Exercise 1 — In the article on Stritch's DACA medical students, edit the part between "On her first" and "graduated May 12.", inclusive, so that "press conference" reads "news conference".
Exercise 2 — How would you shorten the paragraph beginning "DACA, an Obama-era policy" in the article on Stritch's DACA medical students, keeping its main facts?
Exercise 3 — Could you carry on the article about Stritch's DACA medical students from where it stops?

On her first day at Loyola’s Stritch School of Medicine in 2014, Aaima Sayed was at a press conference. While most students deal with their fair share of academic stress, Sayed and five other undocumented students also faced national attention.
Sayed, 28, was one of the first undocumented students to attend Stritch — the first medical school in the country to accept students under the Deferred Action for Childhood Arrivals (DACA) back in 2014. Those six students — along with one whose immigration status changed while attending Stritch — graduated May 12.
DACA, an Obama-era policy, gives legal protection to children who entered the country illegally before they turned 16. Individuals under DACA are able to renew their deferment every two years to study and work in the United States.
This policy has protected about 800,000 undocumented immigrants and allowed Sayed to go to medical school.
However, DACA students have been in limbo since President Donald Trump was elected in 2016. Immigration issues were cornerstone in Trump’s presidential campaign, and last fall, he said DACA would be terminated.
Mark Kuczewski, chair of Department of Medical Education and ethics professor at Stritch, said this uncertainty is the biggest obstacle DACA students at Stritch deal with.

Dataset entries —
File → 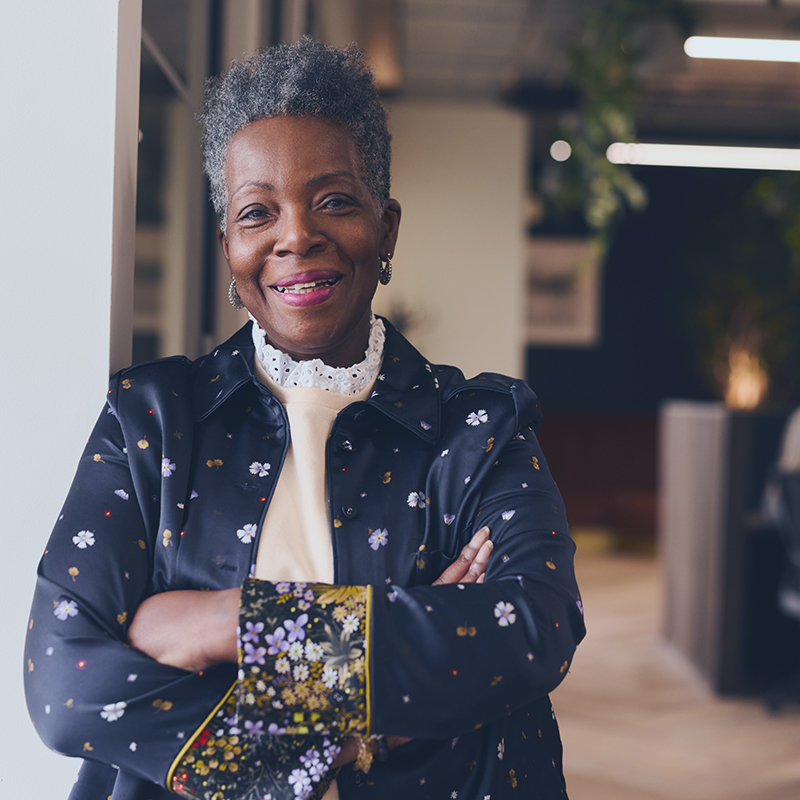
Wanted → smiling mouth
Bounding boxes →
[272,276,341,294]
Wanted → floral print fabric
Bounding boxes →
[25,323,584,800]
[236,580,370,737]
[171,692,341,800]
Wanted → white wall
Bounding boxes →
[0,0,141,800]
[374,101,527,376]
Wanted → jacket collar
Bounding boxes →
[193,319,440,442]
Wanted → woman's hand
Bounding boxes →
[433,527,494,586]
[333,527,494,769]
[128,587,241,672]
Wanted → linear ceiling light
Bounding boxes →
[606,142,800,172]
[683,36,800,62]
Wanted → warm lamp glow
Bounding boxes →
[550,139,572,161]
[606,142,800,172]
[725,344,769,409]
[683,36,800,62]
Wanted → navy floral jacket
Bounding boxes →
[25,323,584,800]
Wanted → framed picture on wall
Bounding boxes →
[525,236,600,347]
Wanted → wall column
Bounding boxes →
[0,0,141,798]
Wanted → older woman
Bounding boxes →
[26,40,584,800]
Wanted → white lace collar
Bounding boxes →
[249,314,385,395]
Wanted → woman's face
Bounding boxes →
[220,116,400,366]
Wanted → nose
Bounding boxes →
[274,206,326,256]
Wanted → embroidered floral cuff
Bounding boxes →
[168,691,341,800]
[236,580,371,737]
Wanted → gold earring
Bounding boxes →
[378,253,392,286]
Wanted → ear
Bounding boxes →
[380,198,402,259]
[217,226,230,261]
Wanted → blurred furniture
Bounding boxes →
[762,409,800,711]
[539,409,658,550]
[658,400,800,694]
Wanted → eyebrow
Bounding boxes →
[306,169,356,189]
[231,181,275,197]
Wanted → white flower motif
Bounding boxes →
[300,747,319,769]
[236,522,256,544]
[283,612,308,642]
[306,642,324,661]
[494,600,517,628]
[161,456,177,478]
[289,768,311,798]
[322,667,339,689]
[100,700,128,722]
[53,600,78,622]
[467,409,489,427]
[342,614,359,633]
[369,528,389,550]
[406,492,425,508]
[72,531,94,550]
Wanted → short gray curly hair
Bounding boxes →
[200,36,391,230]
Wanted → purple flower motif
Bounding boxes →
[242,622,264,644]
[283,614,308,642]
[289,769,311,798]
[242,642,267,665]
[264,628,289,656]
[369,528,389,550]
[244,719,264,736]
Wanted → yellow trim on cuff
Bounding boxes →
[364,584,372,736]
[167,681,238,794]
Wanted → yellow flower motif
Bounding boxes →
[310,586,365,606]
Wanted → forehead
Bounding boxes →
[225,116,364,192]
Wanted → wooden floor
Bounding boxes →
[552,552,800,800]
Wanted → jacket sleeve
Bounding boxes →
[370,427,585,738]
[238,412,585,738]
[25,396,236,785]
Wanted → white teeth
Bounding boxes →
[275,278,336,294]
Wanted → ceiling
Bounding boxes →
[144,0,800,146]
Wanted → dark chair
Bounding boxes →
[762,462,800,712]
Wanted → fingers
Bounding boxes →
[462,539,494,583]
[433,527,494,586]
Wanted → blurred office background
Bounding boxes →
[0,0,800,800]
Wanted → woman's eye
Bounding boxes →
[237,208,268,222]
[322,195,354,211]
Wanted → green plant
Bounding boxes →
[534,0,694,246]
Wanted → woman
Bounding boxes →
[26,40,584,800]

Exercise output 1 —
On her first day at Loyola’s Stritch School of Medicine in 2014, Aaima Sayed was at a news conference. While most students deal with their fair share of academic stress, Sayed and five other undocumented students also faced national attention.
Sayed, 28, was one of the first undocumented students to attend Stritch — the first medical school in the country to accept students under the Deferred Action for Childhood Arrivals (DACA) back in 2014. Those six students — along with one whose immigration status changed while attending Stritch — graduated May 12.

Exercise output 2 — DACA, a policy from the Obama era, legally protects people brought into the country illegally before age 16. They can renew it every two years to study and work in the United States.

Exercise output 3 —
“Medical school is hard,” he said. “You have to be very very focused on an everyday basis and at the same time they occasionally have to come up for air and check on the environment and what’s happening and do the appropriate thing and try to advocate for change … they have a chance to be a voice for DACA recipients who can’t speak out quite the way they can.”
This is something Sayed said she thinks about often, but she usually maintains a positive attitude towards life despite obstacles.
“At times it’s very disheartening to hear all these things in the news,” she said. “Everyone, I think, just needs to stay strong and have a lot of faith that things will work out. They need to focus on what’s in front of them and just work hard on what they’re doing.”
Now, Stritch has 27 DACA students, which is one third of all medical students under DACA in the U.S., according to Kuczewski.
A Pakistani immigrant, Sayed and her family moved to Chicago when she was three years old. Sayed said her parents split up after moving, and she and her older brother were raised by their mother.
Her mother, Mahnoor Sayed, said Aaima was a shy, polite child growing up. She said faith played a role in her daughter’s motivation and she is optimistic for her daughter’s future.
“I see her future [as] very bright,” she said. “I’m really proud of my daughter Aaima. She really worked hard and she achieved her dreams even though she went through very tough [times] and hardship.”
For Aaima, her dream started when she pursued her undergraduate degree at Rutgers University.
Medical school wasn’t Sayed’s first path. Sayed said she originally wanted to pursue a career in business, but she later changed her major to psychology and set her sights on medical school.
Sayed said she was interested in the medical aspect of psychology, and her experience with doctors during an emergency hospital visit further solidified her choice to go to medical school.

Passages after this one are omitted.